- ФРАГМЕНТ ДЛЯ РАЗБОРА
☆ ☆ ☆ ☆ ☆

Ко второй половине 20-х относится и увлечение Беньямина каббалой; чуть позже, в конце двадцатых, Беньямин всерьез соберется переехать в Палестину. Друг Беньямина, знаменитый исследователь каббалы Гершом Шалом, еще недавно бывший Герхардом Шолемом, организует встречу Беньямина с президентом Еврейского университета Магнесом. Магнес пообещает Беньямину работу на кафедре германистики, а Шолем даже найдет для него стипендию на изучение иврита, которую Беньямин некоторое время будет получать, но потратит на иные, очевидно более приятные, цели. В 1930 году Беньямин пишет Шолему длинное и путаное письмо, почему-то по-французски, в котором объясняет последнему, что решил не переезжать в Палестину, так как принял окончательное решение стать величайшим немецким литературным критиком. Время для подобного решения было выбрано крайне удачно, и через три с небольшим года Беньямин оказывается в Париже, практически без денег и с небольшими остатками своей коллекции редких книг, курит гашиш и прячется от французской полиции, уже тогда старательно искавшей и возвращавшей властям нацистской Германии «немецких» беженцев, в особенности в тех случаях, когда у последних не было денег.

☆ ☆ ☆ ☆ ☆

- ЧТО СДЕЛАТЬ
На каком языке, согласно фрагменту, Беньямин написал Шолему письмо в 1930 году? Отвечайте, опираясь только на фрагмент.

☆ ☆ ☆ ☆ ☆

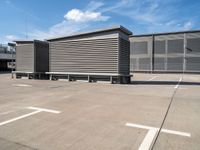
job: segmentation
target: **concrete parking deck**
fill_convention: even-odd
[[[138,73],[117,85],[1,74],[0,83],[1,150],[200,147],[200,75]]]

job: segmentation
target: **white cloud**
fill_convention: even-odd
[[[64,18],[75,22],[106,21],[109,19],[108,16],[102,16],[100,12],[81,11],[79,9],[68,11]]]
[[[89,4],[86,7],[87,11],[95,11],[99,8],[101,8],[102,6],[104,6],[103,2],[99,2],[99,1],[91,1],[89,2]]]
[[[193,23],[191,21],[188,21],[184,24],[183,27],[184,27],[185,30],[189,30],[193,27]]]
[[[14,40],[18,39],[18,37],[15,35],[6,35],[5,38],[8,41],[14,41]]]

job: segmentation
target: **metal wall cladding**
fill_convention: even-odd
[[[119,38],[119,73],[130,73],[130,42]]]
[[[200,72],[200,32],[186,37],[186,71]]]
[[[152,36],[130,37],[130,71],[151,71],[151,62]]]
[[[118,41],[118,37],[51,41],[50,72],[119,73]]]
[[[34,45],[33,43],[17,45],[16,71],[34,72]]]
[[[35,41],[35,71],[49,71],[49,44],[47,42]]]
[[[151,35],[130,37],[132,43],[140,42],[138,43],[140,46],[130,48],[131,63],[136,63],[131,64],[133,70],[149,70],[148,62],[150,60],[149,63],[153,66],[152,71],[200,72],[200,31],[155,34],[153,36],[154,40],[150,40],[150,38],[148,40]],[[152,44],[147,44],[147,52],[152,53],[148,56],[152,59],[145,58],[144,43],[146,42],[152,42]],[[141,46],[142,44],[143,46]],[[151,48],[152,51],[150,51]]]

☆ ☆ ☆ ☆ ☆

- ПИСЬМЕННЫЙ ОТВЕТ
Беньямин написал это письмо по-французски.